DIRECTIVE: Retype the data below line for line without any changes, leaving out the pictures.

RECORDS SHOWN:
+++

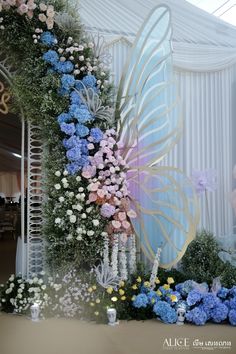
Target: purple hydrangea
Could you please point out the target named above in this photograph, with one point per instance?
(107, 210)
(64, 67)
(51, 57)
(232, 303)
(81, 130)
(96, 134)
(219, 313)
(197, 316)
(69, 129)
(140, 300)
(67, 81)
(48, 38)
(64, 118)
(193, 297)
(232, 317)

+++

WRITTEN REPLY:
Target: purple hydrangea
Could you please point out the target named above in this photograph, with one point per instance?
(107, 210)
(64, 67)
(51, 57)
(232, 303)
(81, 130)
(96, 134)
(219, 313)
(197, 316)
(69, 129)
(140, 300)
(67, 81)
(48, 38)
(64, 118)
(193, 297)
(232, 317)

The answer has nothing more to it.